Description of the task ->
Return the records below exactly; pictures stay out.

---------- Material provided

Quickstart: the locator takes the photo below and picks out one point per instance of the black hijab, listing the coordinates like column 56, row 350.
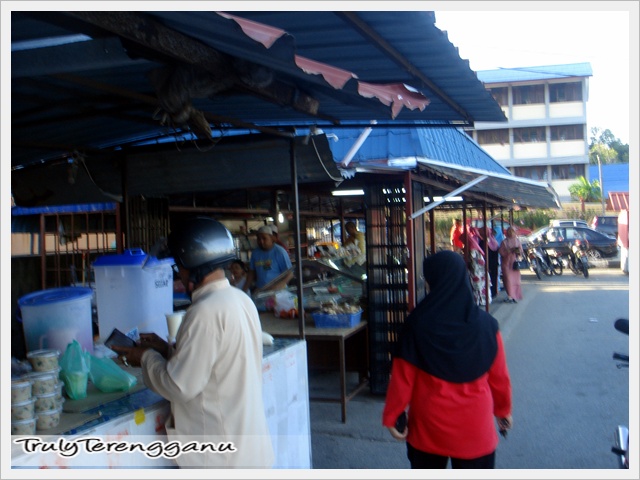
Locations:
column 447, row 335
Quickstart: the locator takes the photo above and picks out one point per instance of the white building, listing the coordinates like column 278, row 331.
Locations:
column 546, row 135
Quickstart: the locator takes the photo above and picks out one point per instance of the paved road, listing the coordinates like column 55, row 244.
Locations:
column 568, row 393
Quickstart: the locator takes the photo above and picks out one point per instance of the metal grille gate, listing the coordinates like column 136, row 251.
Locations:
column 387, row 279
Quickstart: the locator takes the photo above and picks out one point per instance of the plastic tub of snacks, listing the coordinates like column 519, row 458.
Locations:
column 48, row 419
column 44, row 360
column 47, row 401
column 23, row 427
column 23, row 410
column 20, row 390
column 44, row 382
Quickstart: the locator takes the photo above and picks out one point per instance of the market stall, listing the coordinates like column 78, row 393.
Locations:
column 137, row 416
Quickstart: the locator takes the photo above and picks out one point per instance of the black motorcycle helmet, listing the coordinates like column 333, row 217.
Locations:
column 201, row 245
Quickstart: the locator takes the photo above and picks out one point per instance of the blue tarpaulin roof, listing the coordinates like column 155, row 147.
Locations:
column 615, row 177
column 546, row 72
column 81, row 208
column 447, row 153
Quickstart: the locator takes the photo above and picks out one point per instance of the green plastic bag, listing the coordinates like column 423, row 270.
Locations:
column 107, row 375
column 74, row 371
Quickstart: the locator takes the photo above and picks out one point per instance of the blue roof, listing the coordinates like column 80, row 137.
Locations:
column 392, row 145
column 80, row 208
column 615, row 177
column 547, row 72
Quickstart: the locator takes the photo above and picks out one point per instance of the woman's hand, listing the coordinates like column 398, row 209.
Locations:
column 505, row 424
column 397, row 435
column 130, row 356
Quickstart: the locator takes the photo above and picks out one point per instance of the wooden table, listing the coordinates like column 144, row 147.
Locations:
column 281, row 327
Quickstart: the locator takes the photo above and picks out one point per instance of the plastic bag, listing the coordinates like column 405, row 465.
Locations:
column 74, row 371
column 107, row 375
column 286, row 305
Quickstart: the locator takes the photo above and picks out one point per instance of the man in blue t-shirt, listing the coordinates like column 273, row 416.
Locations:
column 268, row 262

--------------------

Result of the task ->
Quickstart: the locator takes the photo below and picks out one point per instance of the black hijab, listing the coordinates like column 56, row 350.
Locations:
column 447, row 335
Quickstart: the locator takes the photo above and picks out one point per instance of the white building, listing the coordinates like column 278, row 331.
Locations:
column 546, row 135
Quickstart: the locator takes the photo above and picks out one point per instance of the paved road, listing the coordinates like column 55, row 244.
Locations:
column 568, row 393
Quickstart: the locator takes the photo above and picks out one point per instance of the metal grille gate, listing the coordinates like column 136, row 251.
Locations:
column 387, row 279
Quickstart: the locator takes the photo above and picks out one point per instance of the plastic tub of snacks, listing the coordinates like column 519, row 458.
Locations:
column 48, row 419
column 44, row 360
column 47, row 401
column 23, row 427
column 23, row 410
column 20, row 390
column 44, row 382
Quickstart: the locator takes the photo above and picks out one point per instance of the market stall, listing the coordinates like column 78, row 393.
Locations:
column 137, row 416
Quickstart: the locator takes the photo above and picks out one point per instance of the black motorcycle helmet, listing the coordinates like column 333, row 217.
Locations:
column 201, row 245
Quickstart: the locator takes the photo above and picks out one point per instance of the blue tarpaulin roof, listing the coordinates like column 155, row 147.
Locations:
column 615, row 177
column 546, row 72
column 81, row 208
column 447, row 153
Quickstart: the locator takes the photo above and picks out one point per instance of the green plastic bag, listing the coordinates like column 423, row 270.
Locations:
column 107, row 375
column 74, row 371
Quickstart: the locator takes the photo above and picks out one point per instance of the blue roof, listing the coordinates like column 80, row 137.
Locations:
column 392, row 145
column 80, row 208
column 615, row 177
column 547, row 72
Quickstart: the locator takes the photo above and picks out one point per instance of the woman's hand, listing the coordinates like column 398, row 209.
Locations:
column 505, row 424
column 397, row 435
column 130, row 356
Quickstart: the locator takes the photo above and picks out one point per instance of the wooden table, listing the coordinates like column 144, row 147.
Locations:
column 281, row 327
Quickstart: the locator takes the photo above and picks out one point per instance of the plastic bag, listing the coordinates like column 405, row 465.
Locations:
column 74, row 371
column 107, row 375
column 286, row 305
Quickstart: the locator takes the photo above and picks out one point per instance of the man in blue t-shirt, listing the coordinates like column 273, row 416.
Locations:
column 268, row 262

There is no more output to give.